What is needed is an exact transcription of the line with "pin: the horse eye" and all the lines that follow it in the entries below; add nothing else.

Natural-language object grounding data
+ + + + +
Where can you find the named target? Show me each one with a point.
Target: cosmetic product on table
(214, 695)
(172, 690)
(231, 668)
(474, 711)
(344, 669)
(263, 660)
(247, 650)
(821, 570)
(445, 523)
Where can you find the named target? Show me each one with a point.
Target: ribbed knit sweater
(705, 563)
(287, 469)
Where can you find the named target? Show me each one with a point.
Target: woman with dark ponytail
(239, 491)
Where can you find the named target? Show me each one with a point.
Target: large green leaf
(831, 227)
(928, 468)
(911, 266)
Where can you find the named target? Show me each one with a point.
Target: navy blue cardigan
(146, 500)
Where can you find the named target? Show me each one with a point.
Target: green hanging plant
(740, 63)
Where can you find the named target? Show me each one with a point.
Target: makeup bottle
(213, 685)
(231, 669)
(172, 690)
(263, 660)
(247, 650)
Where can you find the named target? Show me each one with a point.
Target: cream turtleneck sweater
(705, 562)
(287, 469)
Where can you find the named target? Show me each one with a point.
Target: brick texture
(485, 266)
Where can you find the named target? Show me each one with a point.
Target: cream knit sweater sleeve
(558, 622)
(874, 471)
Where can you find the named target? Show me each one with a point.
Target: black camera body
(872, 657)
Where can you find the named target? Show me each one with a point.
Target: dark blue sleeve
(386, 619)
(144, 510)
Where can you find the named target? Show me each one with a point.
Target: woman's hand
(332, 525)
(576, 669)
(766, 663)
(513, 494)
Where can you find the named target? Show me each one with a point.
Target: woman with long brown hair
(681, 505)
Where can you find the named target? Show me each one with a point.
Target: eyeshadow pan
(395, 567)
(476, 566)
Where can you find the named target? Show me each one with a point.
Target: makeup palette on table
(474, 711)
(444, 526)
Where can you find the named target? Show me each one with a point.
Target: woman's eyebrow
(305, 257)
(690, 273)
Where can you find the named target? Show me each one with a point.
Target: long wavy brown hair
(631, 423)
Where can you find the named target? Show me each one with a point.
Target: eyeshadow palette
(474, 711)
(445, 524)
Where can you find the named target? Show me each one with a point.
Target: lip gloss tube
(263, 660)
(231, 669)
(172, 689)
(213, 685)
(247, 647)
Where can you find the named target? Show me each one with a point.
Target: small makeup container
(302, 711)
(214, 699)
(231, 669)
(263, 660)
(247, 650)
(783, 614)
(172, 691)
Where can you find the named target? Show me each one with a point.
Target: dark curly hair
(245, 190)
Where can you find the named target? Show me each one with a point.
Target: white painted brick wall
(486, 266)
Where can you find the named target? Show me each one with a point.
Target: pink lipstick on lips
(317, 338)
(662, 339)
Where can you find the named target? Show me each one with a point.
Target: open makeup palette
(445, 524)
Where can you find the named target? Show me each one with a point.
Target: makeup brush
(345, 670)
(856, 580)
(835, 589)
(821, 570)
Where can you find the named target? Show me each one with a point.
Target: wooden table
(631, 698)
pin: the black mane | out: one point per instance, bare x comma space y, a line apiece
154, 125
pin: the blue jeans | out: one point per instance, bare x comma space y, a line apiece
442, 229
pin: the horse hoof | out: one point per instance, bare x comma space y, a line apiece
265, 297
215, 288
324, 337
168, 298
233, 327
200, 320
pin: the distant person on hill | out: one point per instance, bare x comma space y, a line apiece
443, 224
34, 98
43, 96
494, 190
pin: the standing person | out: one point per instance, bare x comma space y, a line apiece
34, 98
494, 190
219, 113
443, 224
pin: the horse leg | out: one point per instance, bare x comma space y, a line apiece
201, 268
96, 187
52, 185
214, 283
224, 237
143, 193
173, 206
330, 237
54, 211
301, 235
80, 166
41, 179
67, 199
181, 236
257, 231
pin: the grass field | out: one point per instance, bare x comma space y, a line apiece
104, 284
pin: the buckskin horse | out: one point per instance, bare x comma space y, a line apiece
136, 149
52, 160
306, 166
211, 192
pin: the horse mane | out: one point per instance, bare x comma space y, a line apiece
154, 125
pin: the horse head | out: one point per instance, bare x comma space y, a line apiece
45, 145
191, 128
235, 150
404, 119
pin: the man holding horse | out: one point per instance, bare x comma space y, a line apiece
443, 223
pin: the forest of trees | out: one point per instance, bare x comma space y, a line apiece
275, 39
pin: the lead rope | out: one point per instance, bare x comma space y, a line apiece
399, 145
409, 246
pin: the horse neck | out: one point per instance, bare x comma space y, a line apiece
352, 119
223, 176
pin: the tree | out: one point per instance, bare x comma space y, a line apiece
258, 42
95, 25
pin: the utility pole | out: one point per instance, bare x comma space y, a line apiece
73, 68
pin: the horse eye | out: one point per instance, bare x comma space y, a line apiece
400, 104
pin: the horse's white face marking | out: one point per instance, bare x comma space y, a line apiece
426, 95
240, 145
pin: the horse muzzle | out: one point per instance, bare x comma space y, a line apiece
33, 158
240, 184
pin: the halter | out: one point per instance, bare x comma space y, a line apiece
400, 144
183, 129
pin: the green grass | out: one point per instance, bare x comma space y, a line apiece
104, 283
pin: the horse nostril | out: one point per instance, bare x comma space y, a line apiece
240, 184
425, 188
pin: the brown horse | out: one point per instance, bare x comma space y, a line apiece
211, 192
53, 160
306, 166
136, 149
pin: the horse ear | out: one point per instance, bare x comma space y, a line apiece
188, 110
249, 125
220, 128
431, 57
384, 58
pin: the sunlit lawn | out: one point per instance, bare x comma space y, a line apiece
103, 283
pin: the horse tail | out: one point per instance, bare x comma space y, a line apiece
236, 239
+ + + + +
Completed exercise:
pin: the horse eye | out: one point per instance, bare x comma space y, a line apiece
400, 104
pin: the horse's white face marking | out: one point per instance, bare x comma space y, a line apiece
426, 95
240, 145
pin: the horse muzzle | out: one point per instance, bare x comma space y, a line apiece
33, 158
240, 184
pin: the halter | out: one point per instance, bare x comma space y, a line apiece
400, 144
183, 129
pin: the green grass | out: one point per instance, bare x comma space y, a line apiece
104, 283
pin: the horse nostril | out: one point per instance, bare x comma space y, a line apiece
240, 184
425, 188
pin: the brown horse | out: one point per instance, bare x comma space y, a line apiece
211, 192
53, 160
306, 166
136, 149
pin: the horse ear | out: one point per instance, bare x comma space y, a line apiece
188, 110
249, 125
220, 128
431, 57
384, 58
pin: the sunlit lawn | out: one point per instance, bare x comma space y, a line apiece
103, 283
pin: the horse tail | out: one point per instance, bare x comma space y, a line apiece
236, 239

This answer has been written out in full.